◆ **EXERCISE REQUIREMENTS**: Please transcribe every record below exactly as it appears.
:: DATA TO EXAMINE ::
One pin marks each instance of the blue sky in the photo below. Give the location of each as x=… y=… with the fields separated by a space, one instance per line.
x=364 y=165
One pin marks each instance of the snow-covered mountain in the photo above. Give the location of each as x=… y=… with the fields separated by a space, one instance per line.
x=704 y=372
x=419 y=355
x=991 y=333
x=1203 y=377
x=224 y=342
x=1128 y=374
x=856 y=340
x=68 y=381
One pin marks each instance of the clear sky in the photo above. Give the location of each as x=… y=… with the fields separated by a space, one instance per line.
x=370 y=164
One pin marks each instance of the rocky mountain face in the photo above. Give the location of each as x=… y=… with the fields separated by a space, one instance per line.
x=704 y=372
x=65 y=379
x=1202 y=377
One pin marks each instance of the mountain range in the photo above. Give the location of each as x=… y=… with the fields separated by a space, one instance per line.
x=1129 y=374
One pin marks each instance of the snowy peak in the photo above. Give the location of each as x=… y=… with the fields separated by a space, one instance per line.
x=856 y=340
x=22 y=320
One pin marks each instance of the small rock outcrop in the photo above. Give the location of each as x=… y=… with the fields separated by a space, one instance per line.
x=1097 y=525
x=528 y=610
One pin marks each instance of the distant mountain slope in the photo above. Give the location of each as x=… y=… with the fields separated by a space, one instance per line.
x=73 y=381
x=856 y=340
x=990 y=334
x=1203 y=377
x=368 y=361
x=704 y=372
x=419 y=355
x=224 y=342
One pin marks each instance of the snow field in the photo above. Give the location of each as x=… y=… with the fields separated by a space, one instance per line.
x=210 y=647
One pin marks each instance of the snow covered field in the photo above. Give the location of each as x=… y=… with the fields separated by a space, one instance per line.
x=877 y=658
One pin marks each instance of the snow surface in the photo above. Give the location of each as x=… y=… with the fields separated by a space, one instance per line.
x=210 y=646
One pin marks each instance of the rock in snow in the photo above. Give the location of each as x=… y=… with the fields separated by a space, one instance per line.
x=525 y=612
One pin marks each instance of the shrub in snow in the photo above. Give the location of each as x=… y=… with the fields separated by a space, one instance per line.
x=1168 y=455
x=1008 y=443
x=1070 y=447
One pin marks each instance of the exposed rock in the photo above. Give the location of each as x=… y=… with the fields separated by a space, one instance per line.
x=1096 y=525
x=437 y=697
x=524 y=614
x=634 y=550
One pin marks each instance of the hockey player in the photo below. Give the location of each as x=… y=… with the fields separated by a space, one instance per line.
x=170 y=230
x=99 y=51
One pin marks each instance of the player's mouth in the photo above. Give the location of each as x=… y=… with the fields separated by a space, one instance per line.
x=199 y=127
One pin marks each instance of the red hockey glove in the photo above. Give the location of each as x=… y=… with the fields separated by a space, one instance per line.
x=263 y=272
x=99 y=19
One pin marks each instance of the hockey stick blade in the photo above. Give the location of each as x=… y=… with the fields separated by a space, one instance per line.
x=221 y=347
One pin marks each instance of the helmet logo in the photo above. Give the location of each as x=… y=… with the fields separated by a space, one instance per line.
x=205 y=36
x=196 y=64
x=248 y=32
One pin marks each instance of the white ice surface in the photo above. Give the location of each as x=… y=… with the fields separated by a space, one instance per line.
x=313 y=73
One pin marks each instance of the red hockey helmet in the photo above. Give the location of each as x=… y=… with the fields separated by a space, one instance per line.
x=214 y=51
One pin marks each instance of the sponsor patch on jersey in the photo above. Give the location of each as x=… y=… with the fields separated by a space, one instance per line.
:::
◆ **ANSWER AREA**:
One pin marks each instance of the blue sky in the photo below. Give the location of each as x=… y=… with the fields separated by a space, one instance per line.
x=364 y=165
One pin marks each instance of the snow-covered mountain in the photo above. Give the location of each as x=… y=… with the fields separated by a space, one instance per line.
x=704 y=372
x=419 y=355
x=991 y=333
x=1203 y=377
x=224 y=342
x=1128 y=374
x=856 y=340
x=68 y=381
One pin marks each instance of the clear sky in the photo above. Give the location of each as x=… y=… with the fields separated by a space, one instance per line.
x=370 y=164
One pin marks each instance of the rocky mountain face in the photo above. Give the location of each as x=… y=… with the fields separated by a space, one instance per line.
x=704 y=372
x=65 y=379
x=1202 y=377
One pin marks each instance of the mountain range in the photo above. Give the location of each as x=… y=… with the fields separated by a space, one instance per line.
x=1129 y=374
One pin marks each instance of the snowy peak in the photo above. Give the location of each as x=… y=… with the fields separated by a space, one instance per line.
x=856 y=340
x=22 y=320
One pin marks each instance of the small rock outcrop in the photo above. Give the location of each as x=… y=… with the fields separated by a space, one instance per line.
x=1097 y=525
x=528 y=610
One pin marks each instance of the distant mountain slope in the photo above. Give the location of each as x=… y=… with the fields separated by a space, one instance per line.
x=73 y=381
x=856 y=340
x=990 y=334
x=1203 y=377
x=368 y=361
x=704 y=372
x=419 y=355
x=224 y=342
One pin marks each instance of the snow field in the photo above. Give the location of each as x=… y=… with the fields separated by a space, one instance per line.
x=210 y=647
One pin marks each instance of the snow covered field in the photo above. Give the location of each as x=… y=… with the fields separated by a space, one instance per line.
x=877 y=658
One pin marks each instance of the snow surface in the photo above. Give the location of each as x=… y=… with the fields separated by a space, one instance per line.
x=210 y=646
One pin marks each instance of the rock in snow in the photo above. Give the location of each as x=… y=… with the fields separated by a space, one instance per line.
x=525 y=612
One pin marks each instance of the shrub in snow in the photo above. Give the location of each as x=… y=… with the fields separated by a space, one instance per line.
x=1168 y=455
x=1008 y=443
x=1070 y=447
One pin marks each instance of the exposed rock in the photo above. Give the location of each as x=… y=… with the fields separated by a space, one instance per line.
x=1096 y=525
x=437 y=697
x=524 y=614
x=634 y=550
One pin marks each instance of the hockey player in the photo below. Give the location of each as x=… y=… with the fields separated by a space, one instance per line.
x=170 y=230
x=99 y=51
One pin marks each instance of the player's mouth in the photo above. Give the location of each as x=… y=… with the fields separated by a space, one instance per line.
x=199 y=127
One pin marks each instance of the red hockey glove in the photo above. Give the location of each as x=… y=… with the fields separated by a space, one instance per line.
x=263 y=272
x=99 y=19
One pin marks each instance of the hockey stick blade in the photo above. Give the location of each as x=… y=… with the fields separated by a space, one instance per line.
x=221 y=347
One pin marks each instance of the helmet logo in the photo above. Give the location of each as x=… y=… with the fields separated by a space, one instance per line.
x=205 y=36
x=196 y=64
x=248 y=32
One pin marks each instance of the white ice surface in the photo above. Give the location of each as x=… y=… with the fields separated by a space, one instance per line.
x=313 y=73
One pin marks each instance of the red hockey helmet in the photo above. Give the location of each as x=… y=… with the fields separated by a space, one instance per line.
x=214 y=51
One pin marks each instance of the sponsor patch on jersey in the photo above. Give the location of each as x=… y=… with the fields separated by a space, one instance per line.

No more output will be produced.